Exercise goal:
Locate every line in the rows below that contains the string "blue", and copy each one out. Case matters.

** Start Excerpted data **

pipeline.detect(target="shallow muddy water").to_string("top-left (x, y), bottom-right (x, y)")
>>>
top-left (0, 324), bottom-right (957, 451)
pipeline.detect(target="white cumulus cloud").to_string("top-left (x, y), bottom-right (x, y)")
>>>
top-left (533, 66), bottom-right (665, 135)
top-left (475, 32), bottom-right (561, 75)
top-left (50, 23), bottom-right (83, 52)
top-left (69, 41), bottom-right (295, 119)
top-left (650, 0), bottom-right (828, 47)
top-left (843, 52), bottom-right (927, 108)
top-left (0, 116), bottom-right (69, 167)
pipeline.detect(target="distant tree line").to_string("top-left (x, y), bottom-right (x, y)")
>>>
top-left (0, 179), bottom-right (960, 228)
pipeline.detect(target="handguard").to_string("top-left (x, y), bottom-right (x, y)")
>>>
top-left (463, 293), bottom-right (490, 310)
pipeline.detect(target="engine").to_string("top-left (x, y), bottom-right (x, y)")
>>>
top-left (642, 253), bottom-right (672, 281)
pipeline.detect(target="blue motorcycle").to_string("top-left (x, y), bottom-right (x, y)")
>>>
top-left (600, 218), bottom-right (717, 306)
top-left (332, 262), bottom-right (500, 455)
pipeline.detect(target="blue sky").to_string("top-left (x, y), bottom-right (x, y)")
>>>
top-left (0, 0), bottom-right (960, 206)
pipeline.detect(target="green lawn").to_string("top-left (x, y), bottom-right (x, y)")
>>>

** End Excerpted data **

Exercise answer:
pipeline.detect(target="blue motorcycle").to_string("top-left (x, y), bottom-right (x, y)")
pipeline.detect(target="blue sky").to_string("top-left (x, y), bottom-right (x, y)")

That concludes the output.